Source data:

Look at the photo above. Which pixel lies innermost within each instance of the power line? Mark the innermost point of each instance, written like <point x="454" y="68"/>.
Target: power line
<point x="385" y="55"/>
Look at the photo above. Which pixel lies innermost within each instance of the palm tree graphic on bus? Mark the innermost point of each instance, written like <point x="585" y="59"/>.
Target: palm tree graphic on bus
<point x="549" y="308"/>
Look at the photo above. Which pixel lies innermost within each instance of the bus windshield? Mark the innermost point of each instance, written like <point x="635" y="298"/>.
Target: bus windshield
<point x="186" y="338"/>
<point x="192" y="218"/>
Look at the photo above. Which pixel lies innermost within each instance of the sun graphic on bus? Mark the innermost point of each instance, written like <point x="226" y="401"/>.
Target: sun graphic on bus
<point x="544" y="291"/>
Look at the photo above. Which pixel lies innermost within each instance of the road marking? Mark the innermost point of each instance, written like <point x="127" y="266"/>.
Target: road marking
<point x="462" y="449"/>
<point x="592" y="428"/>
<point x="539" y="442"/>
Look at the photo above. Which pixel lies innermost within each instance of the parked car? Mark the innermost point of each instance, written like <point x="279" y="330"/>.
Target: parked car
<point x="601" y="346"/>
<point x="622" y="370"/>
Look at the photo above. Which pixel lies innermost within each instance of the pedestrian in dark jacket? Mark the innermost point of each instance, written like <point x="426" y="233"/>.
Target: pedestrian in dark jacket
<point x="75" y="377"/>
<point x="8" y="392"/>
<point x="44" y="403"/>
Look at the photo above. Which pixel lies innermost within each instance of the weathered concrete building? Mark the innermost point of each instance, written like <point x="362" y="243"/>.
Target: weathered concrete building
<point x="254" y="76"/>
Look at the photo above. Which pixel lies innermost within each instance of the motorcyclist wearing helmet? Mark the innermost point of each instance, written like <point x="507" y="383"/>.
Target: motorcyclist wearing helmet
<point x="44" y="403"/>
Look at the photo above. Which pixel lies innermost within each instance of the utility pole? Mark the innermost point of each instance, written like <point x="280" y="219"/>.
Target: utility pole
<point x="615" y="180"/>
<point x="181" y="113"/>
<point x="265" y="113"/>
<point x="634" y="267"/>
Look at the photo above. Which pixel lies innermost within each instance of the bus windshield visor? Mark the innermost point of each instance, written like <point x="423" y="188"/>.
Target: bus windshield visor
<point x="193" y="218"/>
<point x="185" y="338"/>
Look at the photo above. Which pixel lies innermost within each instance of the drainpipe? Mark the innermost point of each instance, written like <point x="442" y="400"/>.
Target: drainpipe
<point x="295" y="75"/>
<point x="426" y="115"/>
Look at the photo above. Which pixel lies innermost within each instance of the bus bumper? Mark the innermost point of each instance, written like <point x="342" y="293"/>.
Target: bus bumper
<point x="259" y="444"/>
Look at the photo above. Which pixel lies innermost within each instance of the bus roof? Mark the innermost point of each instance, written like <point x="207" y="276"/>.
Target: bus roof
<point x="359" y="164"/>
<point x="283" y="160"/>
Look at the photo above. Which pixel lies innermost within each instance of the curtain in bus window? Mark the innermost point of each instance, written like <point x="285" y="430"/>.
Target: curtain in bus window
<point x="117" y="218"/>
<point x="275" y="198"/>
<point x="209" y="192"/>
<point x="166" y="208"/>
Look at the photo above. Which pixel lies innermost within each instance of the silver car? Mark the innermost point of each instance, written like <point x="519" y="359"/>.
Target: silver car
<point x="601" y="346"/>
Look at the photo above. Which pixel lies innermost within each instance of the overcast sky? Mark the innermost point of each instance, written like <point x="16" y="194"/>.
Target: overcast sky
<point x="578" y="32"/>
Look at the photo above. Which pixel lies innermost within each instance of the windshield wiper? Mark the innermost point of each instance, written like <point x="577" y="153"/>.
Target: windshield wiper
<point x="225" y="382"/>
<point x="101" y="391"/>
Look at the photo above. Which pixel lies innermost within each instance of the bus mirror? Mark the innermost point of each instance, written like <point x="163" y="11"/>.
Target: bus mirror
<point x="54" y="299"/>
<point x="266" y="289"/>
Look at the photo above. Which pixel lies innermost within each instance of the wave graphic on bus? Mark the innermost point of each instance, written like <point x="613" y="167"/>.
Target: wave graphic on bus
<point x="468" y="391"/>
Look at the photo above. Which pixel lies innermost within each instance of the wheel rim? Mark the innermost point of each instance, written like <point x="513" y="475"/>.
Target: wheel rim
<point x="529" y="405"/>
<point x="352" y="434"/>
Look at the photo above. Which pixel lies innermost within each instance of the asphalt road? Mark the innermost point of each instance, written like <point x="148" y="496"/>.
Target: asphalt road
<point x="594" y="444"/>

*Your goal*:
Starting at the line that contains "Target: overcast sky", retype each line through the last one in the records, both included, and add nothing.

*Solved problem*:
Target: overcast sky
<point x="578" y="32"/>
Look at the photo above. Which pixel lies innermost within each instance of the windshield wiper? Mark the innermost point of each instance, written like <point x="577" y="153"/>.
Target: windshield wiper
<point x="225" y="382"/>
<point x="101" y="391"/>
Look at the photo above. Which pixel lies innermost within each instance of the bus mirror? Mark the innermost point of each instance, written like <point x="163" y="11"/>.
Target: bus mirror
<point x="54" y="299"/>
<point x="266" y="289"/>
Look at the photo above. Which pixel lies innermost within each instance of the wave graphic on bus? Mark the innermost point of each instance, written like <point x="613" y="167"/>.
Target: wave graphic on bus
<point x="468" y="391"/>
Look at the photo above. Which pixel lies innermost within each instance of the wheel rim? Mark the innermost point of each instance, written like <point x="513" y="475"/>.
Target: wheel rim
<point x="529" y="405"/>
<point x="352" y="434"/>
Look at the photo above. Which pixel lies innermost within each instance of the asphalt road? Mark the innermost point of each instance, written like <point x="148" y="496"/>.
Target: asphalt road
<point x="594" y="444"/>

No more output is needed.